(INPUT DATA)
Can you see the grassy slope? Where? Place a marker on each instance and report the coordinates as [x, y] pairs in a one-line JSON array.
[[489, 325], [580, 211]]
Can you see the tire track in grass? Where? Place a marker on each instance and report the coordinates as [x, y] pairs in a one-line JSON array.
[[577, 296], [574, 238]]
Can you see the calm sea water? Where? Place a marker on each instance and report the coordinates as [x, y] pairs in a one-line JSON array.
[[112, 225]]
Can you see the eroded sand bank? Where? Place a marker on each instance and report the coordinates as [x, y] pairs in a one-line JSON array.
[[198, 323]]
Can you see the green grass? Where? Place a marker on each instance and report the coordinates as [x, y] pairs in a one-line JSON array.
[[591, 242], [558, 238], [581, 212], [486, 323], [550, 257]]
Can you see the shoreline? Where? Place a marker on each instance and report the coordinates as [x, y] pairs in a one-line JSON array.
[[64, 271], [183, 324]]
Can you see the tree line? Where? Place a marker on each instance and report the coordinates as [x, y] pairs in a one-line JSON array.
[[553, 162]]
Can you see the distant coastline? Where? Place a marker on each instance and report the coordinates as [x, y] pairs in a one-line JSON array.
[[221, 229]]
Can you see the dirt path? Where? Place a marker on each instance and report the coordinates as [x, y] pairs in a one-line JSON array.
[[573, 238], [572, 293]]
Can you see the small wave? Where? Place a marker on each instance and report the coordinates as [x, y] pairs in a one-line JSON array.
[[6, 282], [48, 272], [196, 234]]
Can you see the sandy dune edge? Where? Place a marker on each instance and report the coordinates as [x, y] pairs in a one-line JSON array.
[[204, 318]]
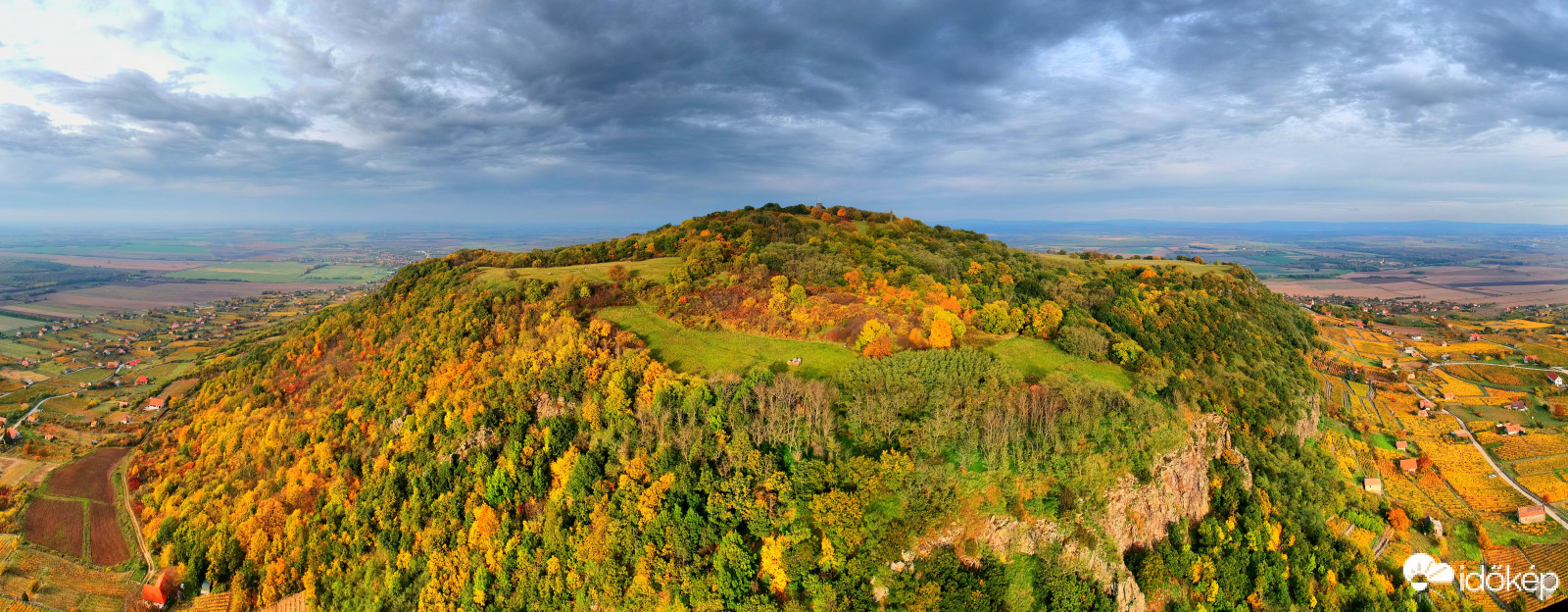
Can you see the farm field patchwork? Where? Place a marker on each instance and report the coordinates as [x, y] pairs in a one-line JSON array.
[[88, 478], [281, 272], [705, 350], [650, 269], [65, 585], [124, 298], [16, 322], [57, 525]]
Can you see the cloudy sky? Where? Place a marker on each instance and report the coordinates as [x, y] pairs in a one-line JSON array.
[[647, 110]]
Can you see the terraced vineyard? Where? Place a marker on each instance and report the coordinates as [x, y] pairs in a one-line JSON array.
[[1523, 446]]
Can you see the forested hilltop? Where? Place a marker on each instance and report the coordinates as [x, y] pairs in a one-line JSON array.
[[566, 429]]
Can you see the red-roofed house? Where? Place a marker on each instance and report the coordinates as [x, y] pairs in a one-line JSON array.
[[1533, 514], [162, 590]]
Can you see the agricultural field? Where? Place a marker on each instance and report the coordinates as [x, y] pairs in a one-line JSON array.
[[651, 269], [1548, 355], [16, 471], [16, 322], [88, 478], [65, 585], [282, 272], [1523, 446], [59, 525]]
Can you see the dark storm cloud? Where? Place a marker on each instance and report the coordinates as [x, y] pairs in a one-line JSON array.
[[901, 99]]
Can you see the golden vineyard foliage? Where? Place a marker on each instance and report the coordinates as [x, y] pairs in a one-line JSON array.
[[454, 444]]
(End INPUT DATA)
• WORK TO BE COMPLETED
A word-for-word copy of the entries above is what is needed, without any images.

• THE ANSWER
Can you see the grassy slope? Where? Place a marker on each instance and report the coordinates as [x, y] pairs in a one-line JSON array.
[[489, 325], [580, 211]]
Can you see the tire track in grass? Where? Place a marker on each instance and report the coordinates as [x, y] pairs in a one-line JSON array.
[[577, 296], [574, 238]]
Can you see the calm sea water? Where? Place a marker on each instance and report the coordinates as [x, y] pairs in a one-line JSON array.
[[112, 225]]
Can you see the eroded sand bank? Where? Place a marker on each instance and report the coordinates as [x, y] pairs in a one-line JSON array.
[[198, 323]]
Can you see the green grass? Where? Place a marker on each instance and report the coordinates as [x, y] pairs in a one-line JSON array.
[[591, 242], [558, 238], [581, 212], [486, 323], [550, 257]]
Can you see the shoreline? Where? Place a marker on each instance and report the coordinates as [x, y] pairs in a one-line JSON array.
[[64, 271], [183, 324]]
Can you see the tree line? Where? Place a marker on each instance and report the coordinates as [x, y] pairs in a one-line JSON array.
[[553, 162]]
Can you see the distant coastline? Where? Place a marker on each instance and report the coordinates as [x, y] pairs in a one-line JSON array.
[[221, 229]]
Can you see the dirt path? Where? Place a marker on each instance and report the coordinates as [x, y] pairs in a one-line JSON array.
[[573, 238], [572, 293]]
Can you see the small wave? Where? Place a marker on each instance and report the coordinates as [x, y] pairs in a one-line JSON array.
[[6, 282], [48, 272], [196, 234]]
Can you see the sandy dune edge? Where? Place a marker on each instance and report the coordinates as [x, y] pairs in a one-line JSON array.
[[204, 318]]
Can you see the farm field patchwork? Where? Place a marker on each instance and report the coordinates as [x, y] pairs in a one-line JSON array.
[[88, 478], [281, 272], [705, 350], [650, 269], [65, 585], [124, 298], [16, 322], [57, 525]]
Can you see the cloudy sky? Where? Place a marker on each instance and report the coordinates as [x, y] pairs in a one-line JSON array.
[[647, 110]]
Can you see the terraced vineyard? Where? Place a marker on each instance and report the coordinates as [x, y] pairs in a one-line JSON array.
[[1523, 446]]
Can you see the forested hilltop? Where? Place a marker on each instance and report the coordinates as [x, y] pairs in a one-line JSON array.
[[566, 429]]
Can you see the red-roofed house? Where? Place a marker on each instance and report the coordinates as [x, y] pairs in a one-line JSON array.
[[1533, 514], [162, 590]]
Can you see the agricultural field? Where? Place a marker on each instance and report the coordinates as [x, y] pairs in a one-line JSON array.
[[651, 269], [1548, 355], [16, 471], [16, 322], [88, 478], [65, 585], [282, 272], [1523, 446], [59, 525]]
Can you see the dark storm cloud? Where? Place a marker on each instance and report the coordinates as [x, y] pairs in a one-line JSON array.
[[901, 99]]
Can you see the golden vineyard foliage? Where? Place a marker on each instance and report the coordinates as [x, y] pairs in a one-line JSON array.
[[454, 444]]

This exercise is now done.